§ **Data for the task**:
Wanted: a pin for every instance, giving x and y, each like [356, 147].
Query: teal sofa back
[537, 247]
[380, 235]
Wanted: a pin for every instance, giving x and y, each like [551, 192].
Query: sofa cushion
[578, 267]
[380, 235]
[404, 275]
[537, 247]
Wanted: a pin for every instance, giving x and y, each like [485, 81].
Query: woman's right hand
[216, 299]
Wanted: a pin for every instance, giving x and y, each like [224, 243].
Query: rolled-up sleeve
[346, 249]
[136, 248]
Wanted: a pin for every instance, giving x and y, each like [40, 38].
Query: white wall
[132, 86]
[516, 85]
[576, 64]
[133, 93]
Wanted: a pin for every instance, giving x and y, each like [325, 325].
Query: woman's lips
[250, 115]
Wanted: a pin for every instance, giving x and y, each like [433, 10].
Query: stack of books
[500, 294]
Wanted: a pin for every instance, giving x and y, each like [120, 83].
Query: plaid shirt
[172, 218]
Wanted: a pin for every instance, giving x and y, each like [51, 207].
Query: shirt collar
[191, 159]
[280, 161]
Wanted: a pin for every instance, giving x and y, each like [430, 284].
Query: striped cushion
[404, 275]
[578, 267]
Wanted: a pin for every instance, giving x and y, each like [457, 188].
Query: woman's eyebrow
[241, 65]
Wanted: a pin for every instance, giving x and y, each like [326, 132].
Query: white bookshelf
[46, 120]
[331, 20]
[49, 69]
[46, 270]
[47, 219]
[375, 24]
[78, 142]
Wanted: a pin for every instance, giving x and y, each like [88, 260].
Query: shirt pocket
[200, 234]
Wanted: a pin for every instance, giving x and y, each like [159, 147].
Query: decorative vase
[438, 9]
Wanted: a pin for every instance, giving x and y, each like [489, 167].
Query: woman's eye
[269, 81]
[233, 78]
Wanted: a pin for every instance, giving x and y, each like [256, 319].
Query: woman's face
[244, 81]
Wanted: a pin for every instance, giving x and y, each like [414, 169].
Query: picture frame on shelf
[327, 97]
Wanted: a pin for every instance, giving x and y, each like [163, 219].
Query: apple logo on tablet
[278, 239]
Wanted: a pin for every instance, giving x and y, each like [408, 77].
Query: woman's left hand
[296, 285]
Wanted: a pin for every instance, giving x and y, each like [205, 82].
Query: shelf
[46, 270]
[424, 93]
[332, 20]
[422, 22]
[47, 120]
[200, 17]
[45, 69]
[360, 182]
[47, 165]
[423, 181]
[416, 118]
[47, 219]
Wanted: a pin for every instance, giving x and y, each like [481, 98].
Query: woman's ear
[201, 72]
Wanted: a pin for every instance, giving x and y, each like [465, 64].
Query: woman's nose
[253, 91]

§ **Problem to work on**:
The records above should be restated word for word, please.

§ **Answer space**:
Wanted: a pin for every instance, giving x and y, each like [356, 147].
Query: teal sofa back
[537, 247]
[380, 235]
Wanted: a pin for every instance, giving x and y, each like [551, 192].
Query: sofa cushion
[578, 267]
[380, 235]
[404, 275]
[537, 247]
Wanted: a pin for every instance, giving x and y, each like [485, 81].
Query: woman's right hand
[216, 299]
Wanted: a pin for every instance, giving x and y, each like [224, 243].
Query: rolled-up sleeve
[346, 249]
[136, 248]
Wanted: a pin for every instance, giving x and y, each like [40, 38].
Query: white wall
[132, 86]
[516, 85]
[576, 64]
[133, 93]
Wanted: a pin for every instance, giving x and y, each like [325, 325].
Query: woman's lips
[250, 115]
Wanted: a pin for every instance, giving x and y, each like [433, 10].
Query: stack of books
[500, 294]
Wanted: a pin for every instance, giving x and y, each like [120, 83].
Query: plaid shirt
[172, 218]
Wanted: a pin for every instance, giving x and y, each like [51, 207].
Query: shirt collar
[191, 159]
[280, 161]
Wanted: a pin for every instance, giving x and y, each like [430, 284].
Query: striped cushion
[404, 275]
[578, 267]
Wanted: a pin for every instance, giving x and y, each like [457, 188].
Query: woman's eyebrow
[241, 65]
Wanted: a pin for every instance, giving x and y, each like [326, 132].
Query: white bookshelf
[46, 120]
[331, 20]
[49, 69]
[46, 270]
[47, 219]
[375, 24]
[78, 142]
Wanted: a pin for every instance, giving x and y, each like [88, 260].
Query: shirt pocket
[200, 234]
Wanted: a pin for every instance, giving x and y, each like [159, 147].
Query: decorative vase
[438, 9]
Wanted: a pin for every instance, giving x and y, each like [489, 167].
Query: woman's eye
[269, 81]
[233, 78]
Wanted: a pin for every instance, giving x and y, each like [256, 319].
Query: woman's face
[244, 81]
Wanted: a pin for every instance, giving x and y, each like [414, 169].
Query: picture frame on shelf
[327, 97]
Wanted: a pin for every instance, giving x and y, each like [163, 219].
Query: apple logo on tablet
[278, 239]
Wanted: a pin for every instance, giving x and y, each like [408, 77].
Query: woman's left hand
[296, 285]
Wanted: a pin for every instance, giving x and y, each like [205, 82].
Query: shelf
[46, 270]
[424, 93]
[332, 20]
[422, 22]
[47, 120]
[200, 17]
[45, 69]
[360, 182]
[47, 165]
[423, 181]
[416, 118]
[47, 219]
Wanted: a pin for every instance, giving x and y, each like [481, 98].
Query: woman's ear
[201, 72]
Wanted: a pin for every instance, giving x and y, each like [465, 64].
Query: woman's nose
[253, 91]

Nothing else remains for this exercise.